Data items
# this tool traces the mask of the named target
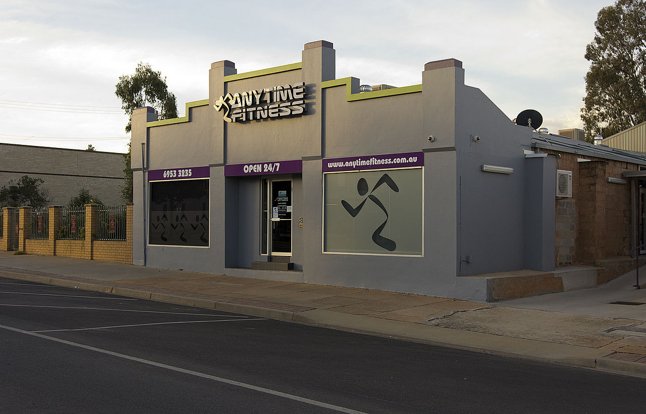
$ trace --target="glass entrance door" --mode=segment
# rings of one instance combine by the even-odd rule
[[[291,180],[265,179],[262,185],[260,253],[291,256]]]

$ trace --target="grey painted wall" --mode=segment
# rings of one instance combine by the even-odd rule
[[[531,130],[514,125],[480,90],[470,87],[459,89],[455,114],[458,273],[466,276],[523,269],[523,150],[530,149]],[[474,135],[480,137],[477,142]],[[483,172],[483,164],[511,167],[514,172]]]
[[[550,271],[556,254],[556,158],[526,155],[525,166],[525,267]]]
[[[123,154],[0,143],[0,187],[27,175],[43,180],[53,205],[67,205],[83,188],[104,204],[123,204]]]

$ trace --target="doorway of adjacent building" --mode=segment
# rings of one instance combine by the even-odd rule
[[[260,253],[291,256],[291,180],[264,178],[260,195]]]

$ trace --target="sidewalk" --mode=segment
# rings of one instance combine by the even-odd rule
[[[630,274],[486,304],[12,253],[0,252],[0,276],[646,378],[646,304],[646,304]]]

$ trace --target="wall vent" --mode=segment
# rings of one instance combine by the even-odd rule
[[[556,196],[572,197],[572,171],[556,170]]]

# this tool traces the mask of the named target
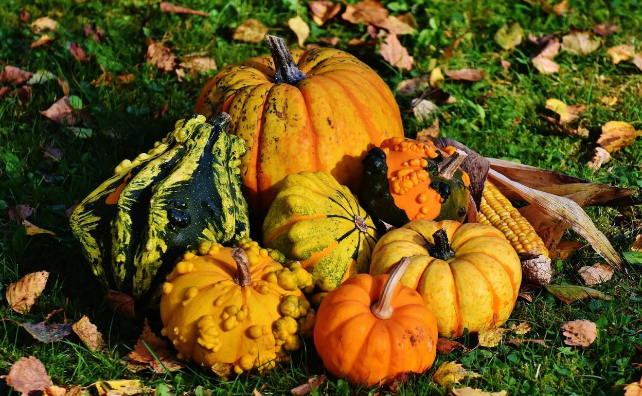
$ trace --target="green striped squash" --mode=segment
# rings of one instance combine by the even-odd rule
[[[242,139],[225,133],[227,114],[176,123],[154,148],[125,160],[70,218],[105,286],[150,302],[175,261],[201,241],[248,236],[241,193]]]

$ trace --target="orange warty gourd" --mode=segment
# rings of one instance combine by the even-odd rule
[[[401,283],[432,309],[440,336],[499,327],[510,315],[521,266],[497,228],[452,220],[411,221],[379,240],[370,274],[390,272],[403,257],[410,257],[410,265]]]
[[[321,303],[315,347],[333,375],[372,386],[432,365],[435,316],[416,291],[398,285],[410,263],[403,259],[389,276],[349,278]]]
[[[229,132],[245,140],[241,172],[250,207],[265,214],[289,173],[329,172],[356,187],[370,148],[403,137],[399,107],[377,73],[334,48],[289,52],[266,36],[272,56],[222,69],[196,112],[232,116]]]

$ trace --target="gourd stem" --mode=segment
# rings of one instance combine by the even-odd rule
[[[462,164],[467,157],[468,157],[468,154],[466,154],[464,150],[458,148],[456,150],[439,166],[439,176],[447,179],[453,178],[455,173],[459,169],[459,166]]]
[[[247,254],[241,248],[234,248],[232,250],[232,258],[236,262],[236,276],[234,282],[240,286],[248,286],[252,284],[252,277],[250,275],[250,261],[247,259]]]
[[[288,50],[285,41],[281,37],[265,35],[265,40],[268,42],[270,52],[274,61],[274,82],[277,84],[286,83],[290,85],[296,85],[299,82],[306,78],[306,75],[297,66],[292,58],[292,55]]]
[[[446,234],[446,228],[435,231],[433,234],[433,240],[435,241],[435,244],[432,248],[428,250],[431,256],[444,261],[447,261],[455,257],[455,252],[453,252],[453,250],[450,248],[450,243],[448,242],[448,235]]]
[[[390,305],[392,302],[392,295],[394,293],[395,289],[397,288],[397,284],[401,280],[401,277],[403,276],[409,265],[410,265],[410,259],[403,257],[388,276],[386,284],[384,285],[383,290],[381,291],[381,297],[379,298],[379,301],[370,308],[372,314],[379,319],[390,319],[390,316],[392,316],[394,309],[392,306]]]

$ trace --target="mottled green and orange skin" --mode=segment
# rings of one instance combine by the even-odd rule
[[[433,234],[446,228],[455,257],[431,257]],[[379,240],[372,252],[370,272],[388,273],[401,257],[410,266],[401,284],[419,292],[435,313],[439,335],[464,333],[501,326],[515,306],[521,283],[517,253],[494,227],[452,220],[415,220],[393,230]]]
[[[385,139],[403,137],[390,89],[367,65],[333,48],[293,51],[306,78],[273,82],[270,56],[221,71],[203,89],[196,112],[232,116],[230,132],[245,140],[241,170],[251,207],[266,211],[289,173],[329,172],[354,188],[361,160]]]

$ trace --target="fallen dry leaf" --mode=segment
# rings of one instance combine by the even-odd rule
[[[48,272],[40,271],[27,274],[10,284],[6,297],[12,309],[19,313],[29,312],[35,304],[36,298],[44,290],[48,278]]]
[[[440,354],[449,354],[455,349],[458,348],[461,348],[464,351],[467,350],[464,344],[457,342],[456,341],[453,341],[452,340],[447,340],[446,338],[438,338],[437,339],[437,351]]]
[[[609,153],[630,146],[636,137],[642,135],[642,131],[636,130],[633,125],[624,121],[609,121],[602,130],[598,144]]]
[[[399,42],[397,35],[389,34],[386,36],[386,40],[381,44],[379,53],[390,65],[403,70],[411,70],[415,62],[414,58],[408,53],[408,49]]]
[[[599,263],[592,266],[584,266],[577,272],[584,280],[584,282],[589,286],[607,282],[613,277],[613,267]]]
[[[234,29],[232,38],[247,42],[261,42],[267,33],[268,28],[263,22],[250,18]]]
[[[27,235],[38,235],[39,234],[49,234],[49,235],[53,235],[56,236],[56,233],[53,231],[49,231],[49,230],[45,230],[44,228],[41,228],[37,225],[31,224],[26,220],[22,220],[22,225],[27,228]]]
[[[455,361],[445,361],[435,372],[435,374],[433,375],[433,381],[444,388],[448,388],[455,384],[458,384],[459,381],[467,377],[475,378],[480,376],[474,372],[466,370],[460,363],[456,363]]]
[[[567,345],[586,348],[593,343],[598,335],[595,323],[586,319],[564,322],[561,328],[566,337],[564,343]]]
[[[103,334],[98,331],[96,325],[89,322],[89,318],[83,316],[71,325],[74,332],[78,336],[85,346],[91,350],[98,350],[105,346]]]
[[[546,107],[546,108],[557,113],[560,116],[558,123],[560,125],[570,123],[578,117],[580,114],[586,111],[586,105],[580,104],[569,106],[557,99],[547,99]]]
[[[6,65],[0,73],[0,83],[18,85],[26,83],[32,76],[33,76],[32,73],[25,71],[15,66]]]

(Exercise directions):
Output every line of the records above as a JSON list of strings, one string per line, skipping blank lines. Leave the picture lines out of the list.

(In response):
[
  "# this tool traces the mask of the named target",
  "$ trace --target=\"glass entrance door\" --mode=segment",
  "# rings of one instance combine by the even-odd rule",
  "[[[291,180],[265,179],[262,185],[260,253],[291,256]]]",
  "$ trace --target=\"grey painted wall\" --mode=segment",
  "# rings of one instance combine by the even-odd rule",
  "[[[531,130],[514,125],[480,90],[470,87],[459,89],[455,114],[458,273],[466,276],[523,269],[523,150],[530,149]],[[474,135],[480,137],[477,142]],[[483,172],[483,164],[511,167],[514,172]]]",
  "[[[550,271],[556,254],[556,158],[526,155],[525,166],[525,267]]]",
  "[[[123,154],[0,143],[0,187],[27,175],[43,180],[53,205],[67,205],[83,188],[104,204],[123,204]]]",
  "$ trace --target=\"doorway of adjacent building\" --mode=segment",
  "# rings of one instance combine by the even-odd rule",
  "[[[260,253],[291,256],[291,180],[264,178],[260,195]]]",
  "$ trace --target=\"sidewalk\" --mode=segment",
  "# rings of one instance combine by the even-odd rule",
  "[[[630,274],[486,304],[12,253],[0,252],[0,276],[646,378],[646,304],[646,304]]]",
  "$ trace --target=\"wall vent\" --mode=segment",
  "# rings of one instance combine by the even-odd rule",
  "[[[556,196],[572,197],[572,171],[556,170]]]",
  "# this tool traces the mask of the named target",
  "$ trace --target=\"green striped squash\" --mode=segment",
  "# rings of one instance combine by the even-odd rule",
  "[[[242,139],[225,133],[227,114],[176,123],[154,148],[125,160],[70,218],[105,286],[150,302],[175,261],[201,241],[248,236],[241,193]]]",
  "$ trace --target=\"orange warty gourd\" --mode=segment",
  "# rings of one instance combine by the even-odd rule",
  "[[[401,283],[432,309],[440,336],[499,327],[510,315],[521,266],[497,228],[452,220],[411,221],[379,240],[370,274],[390,272],[403,257],[410,257],[410,265]]]",
  "[[[321,303],[315,347],[333,375],[372,386],[432,365],[435,316],[416,291],[398,285],[410,263],[403,259],[389,276],[349,278]]]",
  "[[[229,132],[245,140],[241,172],[250,207],[265,214],[289,173],[329,172],[356,187],[370,148],[403,137],[399,107],[377,73],[334,48],[289,52],[266,36],[272,56],[222,69],[196,112],[232,116]]]",
  "$ trace --target=\"gourd stem\" --mode=segment",
  "# rings of one instance combine by the even-odd rule",
  "[[[462,164],[467,157],[468,157],[468,154],[466,154],[464,150],[458,148],[456,150],[439,166],[439,176],[447,179],[453,178],[455,173],[459,169],[459,166]]]",
  "[[[247,254],[241,248],[234,248],[232,250],[232,258],[236,262],[236,276],[234,282],[240,286],[248,286],[252,284],[252,277],[250,275],[250,261],[247,259]]]",
  "[[[288,50],[285,41],[281,37],[265,35],[265,40],[268,42],[270,52],[274,61],[274,82],[277,84],[286,83],[290,85],[296,85],[299,82],[306,78],[306,75],[297,66],[292,58],[292,55]]]",
  "[[[446,234],[446,228],[435,231],[433,234],[433,240],[435,241],[435,244],[432,248],[428,250],[431,256],[444,261],[447,261],[455,257],[455,252],[453,252],[453,250],[450,248],[450,243],[448,242],[448,235]]]",
  "[[[390,305],[392,302],[392,295],[394,293],[395,289],[397,288],[397,284],[401,280],[401,277],[403,276],[409,265],[410,265],[410,259],[403,257],[388,276],[386,284],[384,285],[383,290],[381,291],[381,297],[379,298],[379,301],[370,308],[372,314],[379,319],[390,319],[390,316],[392,316],[394,309],[392,306]]]",
  "$ trace --target=\"mottled green and orange skin\" --mode=segment",
  "# rings of one instance combine by the even-odd rule",
  "[[[433,234],[446,228],[455,257],[431,257]],[[379,240],[372,252],[370,272],[388,273],[401,257],[410,266],[401,284],[419,292],[435,313],[439,335],[464,333],[501,326],[515,306],[521,283],[517,253],[494,227],[452,220],[415,220],[393,230]]]",
  "[[[385,139],[403,137],[390,89],[367,65],[333,48],[293,51],[306,78],[273,82],[270,56],[221,71],[203,89],[196,112],[232,116],[230,132],[245,140],[241,170],[251,207],[266,211],[289,173],[329,172],[354,188],[361,160]]]",
  "$ trace --target=\"fallen dry leaf\" --mode=segment",
  "# rings of one instance combine by the even-odd rule",
  "[[[48,272],[40,271],[27,274],[10,284],[6,297],[12,309],[19,313],[29,312],[35,304],[36,298],[44,290],[48,278]]]",
  "[[[440,354],[449,354],[455,349],[458,348],[461,348],[464,351],[467,350],[464,344],[457,342],[456,341],[453,341],[452,340],[447,340],[446,338],[438,338],[437,339],[437,351]]]",
  "[[[609,153],[630,146],[636,137],[642,135],[642,131],[636,130],[633,125],[624,121],[609,121],[602,130],[598,144]]]",
  "[[[399,42],[397,35],[389,34],[386,36],[386,40],[381,44],[379,53],[390,65],[403,70],[411,70],[415,62],[414,58],[408,53],[408,49]]]",
  "[[[599,263],[592,266],[584,266],[577,272],[584,280],[584,282],[589,286],[607,282],[613,277],[613,267]]]",
  "[[[234,29],[232,38],[247,42],[261,42],[267,33],[268,28],[263,22],[250,18]]]",
  "[[[27,235],[38,235],[39,234],[49,234],[49,235],[53,235],[56,236],[56,233],[53,231],[49,231],[49,230],[45,230],[44,228],[41,228],[37,225],[31,224],[26,220],[22,220],[22,225],[27,228]]]",
  "[[[455,361],[445,361],[435,372],[435,374],[433,375],[433,381],[444,388],[448,388],[455,384],[458,384],[459,381],[467,377],[475,378],[480,376],[474,372],[466,370],[460,363],[456,363]]]",
  "[[[567,345],[586,348],[593,343],[598,335],[595,323],[586,319],[564,322],[561,328],[566,337],[564,343]]]",
  "[[[103,334],[98,331],[96,325],[89,322],[89,318],[83,316],[71,325],[74,332],[78,336],[85,346],[91,350],[98,350],[105,346]]]",
  "[[[546,107],[546,108],[557,113],[560,116],[558,123],[560,125],[570,123],[578,117],[580,114],[586,111],[586,105],[580,104],[569,106],[557,99],[547,99]]]",
  "[[[6,65],[0,73],[0,83],[18,85],[26,83],[32,76],[33,76],[32,73],[25,71],[15,66]]]"
]